### DESCRIPTION OF THE TASK
Transcribe the entries below word for word, starting with the line containing "If it's not too much trouble, please detect the soft" and going on through the line containing "xmin=0 ymin=150 xmax=425 ymax=239".

### PROVIDED ENTRIES
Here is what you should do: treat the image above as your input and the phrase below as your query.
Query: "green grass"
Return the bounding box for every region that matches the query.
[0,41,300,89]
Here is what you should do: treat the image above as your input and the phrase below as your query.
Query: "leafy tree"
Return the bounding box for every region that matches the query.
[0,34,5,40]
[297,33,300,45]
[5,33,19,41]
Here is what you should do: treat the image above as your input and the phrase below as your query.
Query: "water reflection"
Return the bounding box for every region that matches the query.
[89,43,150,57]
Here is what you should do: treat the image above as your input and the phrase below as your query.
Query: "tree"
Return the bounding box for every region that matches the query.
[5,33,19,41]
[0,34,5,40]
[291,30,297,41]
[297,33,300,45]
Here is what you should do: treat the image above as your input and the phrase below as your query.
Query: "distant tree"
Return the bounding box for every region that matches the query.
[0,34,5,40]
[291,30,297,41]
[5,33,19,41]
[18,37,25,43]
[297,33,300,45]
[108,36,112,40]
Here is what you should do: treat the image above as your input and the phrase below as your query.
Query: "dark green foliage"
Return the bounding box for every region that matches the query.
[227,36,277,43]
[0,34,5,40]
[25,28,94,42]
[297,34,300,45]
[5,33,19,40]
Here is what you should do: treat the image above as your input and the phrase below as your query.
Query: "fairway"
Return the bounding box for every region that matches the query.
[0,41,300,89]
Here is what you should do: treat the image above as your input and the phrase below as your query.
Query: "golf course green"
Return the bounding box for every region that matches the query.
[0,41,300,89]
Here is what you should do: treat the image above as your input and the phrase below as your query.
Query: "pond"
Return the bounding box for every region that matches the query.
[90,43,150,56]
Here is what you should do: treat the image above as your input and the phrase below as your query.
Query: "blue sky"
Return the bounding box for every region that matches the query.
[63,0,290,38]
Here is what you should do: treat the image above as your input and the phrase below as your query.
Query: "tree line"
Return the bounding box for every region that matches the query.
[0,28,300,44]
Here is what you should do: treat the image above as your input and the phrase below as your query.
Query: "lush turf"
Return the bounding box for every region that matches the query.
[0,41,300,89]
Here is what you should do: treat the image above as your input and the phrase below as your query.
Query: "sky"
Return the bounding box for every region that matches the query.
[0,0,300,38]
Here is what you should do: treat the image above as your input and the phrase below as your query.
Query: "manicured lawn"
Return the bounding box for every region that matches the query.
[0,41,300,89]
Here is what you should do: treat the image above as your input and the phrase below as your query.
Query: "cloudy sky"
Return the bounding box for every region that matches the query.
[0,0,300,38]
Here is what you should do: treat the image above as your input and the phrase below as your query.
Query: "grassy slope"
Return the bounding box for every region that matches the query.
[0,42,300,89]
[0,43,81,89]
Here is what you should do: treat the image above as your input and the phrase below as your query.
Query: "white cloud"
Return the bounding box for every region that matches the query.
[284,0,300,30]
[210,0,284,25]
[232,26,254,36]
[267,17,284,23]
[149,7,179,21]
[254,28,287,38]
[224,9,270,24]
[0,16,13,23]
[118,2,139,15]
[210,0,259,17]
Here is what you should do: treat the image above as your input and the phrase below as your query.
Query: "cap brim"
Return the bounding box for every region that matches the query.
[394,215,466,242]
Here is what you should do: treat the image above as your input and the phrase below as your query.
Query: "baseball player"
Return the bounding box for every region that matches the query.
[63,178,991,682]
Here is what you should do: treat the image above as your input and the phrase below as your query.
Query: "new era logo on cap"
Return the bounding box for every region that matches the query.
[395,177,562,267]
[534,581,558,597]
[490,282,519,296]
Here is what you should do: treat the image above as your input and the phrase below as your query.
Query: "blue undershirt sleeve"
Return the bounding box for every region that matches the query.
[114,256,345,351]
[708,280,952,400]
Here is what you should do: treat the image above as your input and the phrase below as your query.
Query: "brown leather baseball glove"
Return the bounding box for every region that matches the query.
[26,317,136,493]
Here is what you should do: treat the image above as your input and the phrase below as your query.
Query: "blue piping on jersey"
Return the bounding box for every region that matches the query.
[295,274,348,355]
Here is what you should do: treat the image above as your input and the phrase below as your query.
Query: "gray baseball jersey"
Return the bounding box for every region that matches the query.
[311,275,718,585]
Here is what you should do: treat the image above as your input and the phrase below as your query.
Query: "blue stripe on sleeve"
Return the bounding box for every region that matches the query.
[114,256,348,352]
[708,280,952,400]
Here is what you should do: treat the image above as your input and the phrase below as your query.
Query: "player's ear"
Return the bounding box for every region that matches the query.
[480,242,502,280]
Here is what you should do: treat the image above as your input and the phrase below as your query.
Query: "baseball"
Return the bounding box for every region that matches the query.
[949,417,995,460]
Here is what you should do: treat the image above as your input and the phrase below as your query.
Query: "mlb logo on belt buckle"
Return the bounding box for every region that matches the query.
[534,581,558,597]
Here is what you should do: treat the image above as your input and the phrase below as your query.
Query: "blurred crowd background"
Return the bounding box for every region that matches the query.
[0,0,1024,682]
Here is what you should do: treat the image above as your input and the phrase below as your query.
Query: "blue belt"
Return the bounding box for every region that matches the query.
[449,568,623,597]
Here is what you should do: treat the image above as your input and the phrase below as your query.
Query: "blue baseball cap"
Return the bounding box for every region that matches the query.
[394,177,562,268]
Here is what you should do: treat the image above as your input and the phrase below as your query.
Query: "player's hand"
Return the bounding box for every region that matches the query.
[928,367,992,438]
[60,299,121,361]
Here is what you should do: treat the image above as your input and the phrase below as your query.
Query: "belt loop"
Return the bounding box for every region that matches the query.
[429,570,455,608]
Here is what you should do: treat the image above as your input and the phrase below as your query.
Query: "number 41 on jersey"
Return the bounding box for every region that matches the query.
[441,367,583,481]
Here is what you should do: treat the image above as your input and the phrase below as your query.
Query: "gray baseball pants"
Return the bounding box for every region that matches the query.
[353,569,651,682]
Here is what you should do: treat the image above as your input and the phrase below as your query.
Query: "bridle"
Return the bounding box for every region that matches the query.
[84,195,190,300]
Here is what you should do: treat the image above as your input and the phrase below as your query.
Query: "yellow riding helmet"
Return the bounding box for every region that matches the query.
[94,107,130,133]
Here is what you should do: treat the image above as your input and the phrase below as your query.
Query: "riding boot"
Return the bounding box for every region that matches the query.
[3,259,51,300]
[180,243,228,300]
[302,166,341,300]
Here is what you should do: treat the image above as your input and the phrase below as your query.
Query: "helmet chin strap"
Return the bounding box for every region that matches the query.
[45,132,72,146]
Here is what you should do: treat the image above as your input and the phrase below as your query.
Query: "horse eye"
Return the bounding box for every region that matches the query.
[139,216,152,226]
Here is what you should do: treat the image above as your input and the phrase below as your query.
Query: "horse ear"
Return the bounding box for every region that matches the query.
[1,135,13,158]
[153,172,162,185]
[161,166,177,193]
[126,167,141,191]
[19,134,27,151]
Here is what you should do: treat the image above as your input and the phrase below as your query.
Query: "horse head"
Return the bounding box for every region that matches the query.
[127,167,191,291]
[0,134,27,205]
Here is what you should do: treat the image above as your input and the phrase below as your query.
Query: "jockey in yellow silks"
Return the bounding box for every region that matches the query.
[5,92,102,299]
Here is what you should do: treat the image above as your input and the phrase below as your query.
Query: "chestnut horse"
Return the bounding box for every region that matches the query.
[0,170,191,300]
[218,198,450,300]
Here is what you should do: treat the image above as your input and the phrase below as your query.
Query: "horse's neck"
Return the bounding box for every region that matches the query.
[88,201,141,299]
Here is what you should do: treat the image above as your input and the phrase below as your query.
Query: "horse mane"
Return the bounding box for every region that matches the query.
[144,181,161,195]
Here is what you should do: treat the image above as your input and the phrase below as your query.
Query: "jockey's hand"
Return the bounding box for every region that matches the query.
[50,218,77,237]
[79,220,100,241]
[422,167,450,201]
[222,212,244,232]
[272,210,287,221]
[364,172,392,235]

--

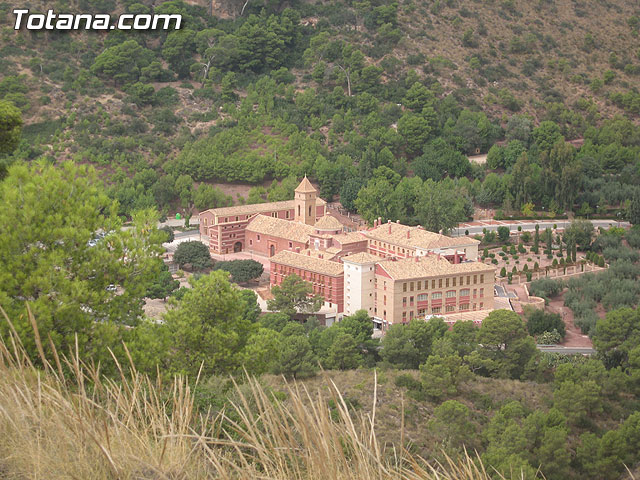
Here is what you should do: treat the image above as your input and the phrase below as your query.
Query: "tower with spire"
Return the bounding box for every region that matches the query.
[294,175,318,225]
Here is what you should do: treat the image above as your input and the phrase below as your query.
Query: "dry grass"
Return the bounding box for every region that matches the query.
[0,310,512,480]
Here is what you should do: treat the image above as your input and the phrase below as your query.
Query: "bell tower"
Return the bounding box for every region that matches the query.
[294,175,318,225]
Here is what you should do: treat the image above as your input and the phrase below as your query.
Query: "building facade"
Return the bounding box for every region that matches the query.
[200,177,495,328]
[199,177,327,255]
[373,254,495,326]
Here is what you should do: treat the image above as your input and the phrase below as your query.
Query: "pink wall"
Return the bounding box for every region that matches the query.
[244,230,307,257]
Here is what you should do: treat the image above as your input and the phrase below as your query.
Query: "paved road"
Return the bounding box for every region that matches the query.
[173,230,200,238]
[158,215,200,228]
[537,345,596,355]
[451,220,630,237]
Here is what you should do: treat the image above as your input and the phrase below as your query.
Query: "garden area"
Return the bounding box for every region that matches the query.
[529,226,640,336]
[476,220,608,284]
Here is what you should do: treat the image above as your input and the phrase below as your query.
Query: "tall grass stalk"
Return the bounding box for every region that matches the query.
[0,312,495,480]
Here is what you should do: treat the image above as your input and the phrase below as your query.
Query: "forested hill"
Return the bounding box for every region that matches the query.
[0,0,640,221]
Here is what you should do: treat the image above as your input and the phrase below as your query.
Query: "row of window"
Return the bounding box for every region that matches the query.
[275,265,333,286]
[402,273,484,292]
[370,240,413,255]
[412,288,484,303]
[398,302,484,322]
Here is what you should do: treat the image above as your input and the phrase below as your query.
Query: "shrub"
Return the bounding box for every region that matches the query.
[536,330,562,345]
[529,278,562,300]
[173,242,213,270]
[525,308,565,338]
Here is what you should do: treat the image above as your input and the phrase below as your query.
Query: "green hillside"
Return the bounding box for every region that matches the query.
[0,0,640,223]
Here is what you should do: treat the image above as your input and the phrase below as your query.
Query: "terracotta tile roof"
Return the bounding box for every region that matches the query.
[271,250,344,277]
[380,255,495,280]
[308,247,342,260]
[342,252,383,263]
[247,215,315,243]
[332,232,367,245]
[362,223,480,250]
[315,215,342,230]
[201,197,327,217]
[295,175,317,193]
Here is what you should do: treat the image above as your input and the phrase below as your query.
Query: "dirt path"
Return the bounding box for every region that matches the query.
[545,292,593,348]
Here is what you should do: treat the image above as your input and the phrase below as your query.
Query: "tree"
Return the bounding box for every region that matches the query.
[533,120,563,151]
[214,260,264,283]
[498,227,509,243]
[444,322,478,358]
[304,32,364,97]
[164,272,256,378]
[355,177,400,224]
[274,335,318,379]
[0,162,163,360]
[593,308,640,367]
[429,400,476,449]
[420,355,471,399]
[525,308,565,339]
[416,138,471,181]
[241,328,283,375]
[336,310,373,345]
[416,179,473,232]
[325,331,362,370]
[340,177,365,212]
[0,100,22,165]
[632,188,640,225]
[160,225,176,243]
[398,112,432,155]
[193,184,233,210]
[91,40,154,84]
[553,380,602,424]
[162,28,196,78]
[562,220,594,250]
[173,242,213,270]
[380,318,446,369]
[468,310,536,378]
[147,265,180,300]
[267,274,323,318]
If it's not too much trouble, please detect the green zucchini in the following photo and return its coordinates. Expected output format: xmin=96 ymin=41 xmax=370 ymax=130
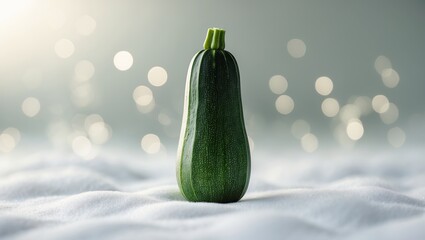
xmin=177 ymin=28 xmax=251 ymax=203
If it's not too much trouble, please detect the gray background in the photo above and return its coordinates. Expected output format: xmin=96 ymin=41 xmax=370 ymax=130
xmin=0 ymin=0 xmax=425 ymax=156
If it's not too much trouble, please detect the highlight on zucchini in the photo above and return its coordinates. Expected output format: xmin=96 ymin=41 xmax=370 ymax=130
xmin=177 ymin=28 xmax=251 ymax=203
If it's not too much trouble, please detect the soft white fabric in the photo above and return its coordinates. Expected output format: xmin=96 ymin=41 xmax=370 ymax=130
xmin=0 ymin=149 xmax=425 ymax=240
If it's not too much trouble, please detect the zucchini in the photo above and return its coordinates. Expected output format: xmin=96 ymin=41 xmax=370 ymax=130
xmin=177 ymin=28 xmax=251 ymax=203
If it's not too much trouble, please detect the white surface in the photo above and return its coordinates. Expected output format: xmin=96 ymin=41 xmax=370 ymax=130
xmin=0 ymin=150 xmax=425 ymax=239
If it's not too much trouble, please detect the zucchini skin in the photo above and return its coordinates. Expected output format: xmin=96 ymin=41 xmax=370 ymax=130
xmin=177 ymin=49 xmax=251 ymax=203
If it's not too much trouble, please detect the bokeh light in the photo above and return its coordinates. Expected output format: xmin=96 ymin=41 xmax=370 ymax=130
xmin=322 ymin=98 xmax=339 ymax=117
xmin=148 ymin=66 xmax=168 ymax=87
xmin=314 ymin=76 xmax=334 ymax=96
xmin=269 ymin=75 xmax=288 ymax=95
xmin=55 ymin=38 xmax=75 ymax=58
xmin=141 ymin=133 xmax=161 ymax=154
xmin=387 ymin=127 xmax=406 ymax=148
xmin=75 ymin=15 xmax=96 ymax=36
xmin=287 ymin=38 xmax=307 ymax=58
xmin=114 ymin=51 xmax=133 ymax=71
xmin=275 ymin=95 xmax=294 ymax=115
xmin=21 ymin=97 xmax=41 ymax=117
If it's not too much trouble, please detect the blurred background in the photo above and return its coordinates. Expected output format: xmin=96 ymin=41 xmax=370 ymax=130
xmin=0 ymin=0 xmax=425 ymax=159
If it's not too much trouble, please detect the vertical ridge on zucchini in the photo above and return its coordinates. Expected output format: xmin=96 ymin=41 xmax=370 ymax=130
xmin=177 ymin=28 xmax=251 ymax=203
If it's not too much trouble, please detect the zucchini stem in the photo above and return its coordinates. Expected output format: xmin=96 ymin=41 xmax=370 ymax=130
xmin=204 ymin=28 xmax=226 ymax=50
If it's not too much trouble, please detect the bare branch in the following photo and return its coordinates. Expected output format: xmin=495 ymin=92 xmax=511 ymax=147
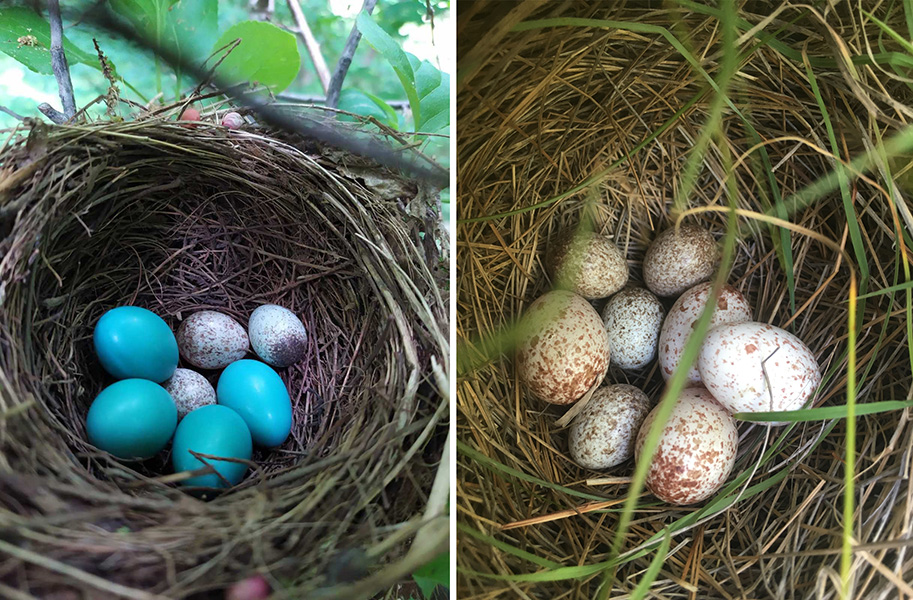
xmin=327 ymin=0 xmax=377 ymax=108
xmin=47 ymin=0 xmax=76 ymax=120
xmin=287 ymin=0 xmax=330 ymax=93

---

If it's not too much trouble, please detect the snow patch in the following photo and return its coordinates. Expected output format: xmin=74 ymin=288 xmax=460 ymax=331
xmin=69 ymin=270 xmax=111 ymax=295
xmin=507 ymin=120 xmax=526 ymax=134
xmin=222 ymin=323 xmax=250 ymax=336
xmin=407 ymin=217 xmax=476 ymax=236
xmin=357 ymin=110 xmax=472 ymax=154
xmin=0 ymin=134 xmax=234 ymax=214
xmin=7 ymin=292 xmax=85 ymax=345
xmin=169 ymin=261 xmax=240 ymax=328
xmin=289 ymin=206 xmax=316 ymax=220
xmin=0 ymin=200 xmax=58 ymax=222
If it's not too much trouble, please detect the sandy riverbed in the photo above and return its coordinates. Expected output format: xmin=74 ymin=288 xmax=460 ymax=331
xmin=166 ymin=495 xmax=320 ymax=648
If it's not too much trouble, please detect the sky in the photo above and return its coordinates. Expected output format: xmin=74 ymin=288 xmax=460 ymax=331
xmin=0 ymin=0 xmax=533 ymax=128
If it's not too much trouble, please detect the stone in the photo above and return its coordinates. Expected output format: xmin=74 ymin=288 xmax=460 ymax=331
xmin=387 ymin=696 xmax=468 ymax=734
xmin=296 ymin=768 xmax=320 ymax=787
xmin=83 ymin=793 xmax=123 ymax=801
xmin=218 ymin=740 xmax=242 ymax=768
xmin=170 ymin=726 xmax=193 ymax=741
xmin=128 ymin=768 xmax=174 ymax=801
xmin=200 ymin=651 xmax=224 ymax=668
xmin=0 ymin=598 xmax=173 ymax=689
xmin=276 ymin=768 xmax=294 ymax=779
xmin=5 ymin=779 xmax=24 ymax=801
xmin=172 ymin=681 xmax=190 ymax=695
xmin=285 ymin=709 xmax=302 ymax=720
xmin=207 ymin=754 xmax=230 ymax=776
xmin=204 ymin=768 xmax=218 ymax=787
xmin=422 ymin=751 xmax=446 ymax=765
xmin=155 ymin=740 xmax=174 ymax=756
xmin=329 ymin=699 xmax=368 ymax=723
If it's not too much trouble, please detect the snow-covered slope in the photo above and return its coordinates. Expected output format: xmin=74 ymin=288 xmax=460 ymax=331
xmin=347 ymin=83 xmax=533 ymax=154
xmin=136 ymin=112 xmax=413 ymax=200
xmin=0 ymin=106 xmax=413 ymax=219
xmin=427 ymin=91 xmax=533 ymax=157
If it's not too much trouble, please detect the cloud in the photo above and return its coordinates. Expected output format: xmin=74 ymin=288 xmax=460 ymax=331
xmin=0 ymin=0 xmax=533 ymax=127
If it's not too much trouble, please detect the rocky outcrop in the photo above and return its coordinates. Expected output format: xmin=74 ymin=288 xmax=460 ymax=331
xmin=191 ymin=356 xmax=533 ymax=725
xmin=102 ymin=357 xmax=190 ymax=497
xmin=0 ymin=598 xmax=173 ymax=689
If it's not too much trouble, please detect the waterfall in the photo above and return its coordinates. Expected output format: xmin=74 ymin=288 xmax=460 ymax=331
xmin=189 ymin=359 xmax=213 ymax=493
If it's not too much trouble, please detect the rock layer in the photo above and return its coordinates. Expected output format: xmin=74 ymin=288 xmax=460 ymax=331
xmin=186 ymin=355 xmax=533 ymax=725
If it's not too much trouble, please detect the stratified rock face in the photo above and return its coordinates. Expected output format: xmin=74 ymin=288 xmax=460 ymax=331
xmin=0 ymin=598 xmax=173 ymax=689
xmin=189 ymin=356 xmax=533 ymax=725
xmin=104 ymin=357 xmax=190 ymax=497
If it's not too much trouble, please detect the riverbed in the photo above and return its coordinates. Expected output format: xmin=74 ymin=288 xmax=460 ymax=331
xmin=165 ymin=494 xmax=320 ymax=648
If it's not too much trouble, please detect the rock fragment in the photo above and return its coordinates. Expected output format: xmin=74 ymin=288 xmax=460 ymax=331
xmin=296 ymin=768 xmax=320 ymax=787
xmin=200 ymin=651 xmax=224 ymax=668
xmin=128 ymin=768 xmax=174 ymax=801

### ANSWER FOR THE TASK
If it's not too much trouble, please detect the soft white fabric in the photo above and return its coordinates. Expected output format: xmin=96 ymin=41 xmax=370 ymax=130
xmin=0 ymin=149 xmax=425 ymax=240
If it's not too much trouble, please detect the zucchini in the photo above and return its coordinates. Expected output format: xmin=96 ymin=41 xmax=370 ymax=130
xmin=177 ymin=28 xmax=251 ymax=203
If it's not too much trouble, please detect the white surface in the photo above and return its coordinates. Expected output format: xmin=96 ymin=41 xmax=370 ymax=130
xmin=0 ymin=150 xmax=425 ymax=239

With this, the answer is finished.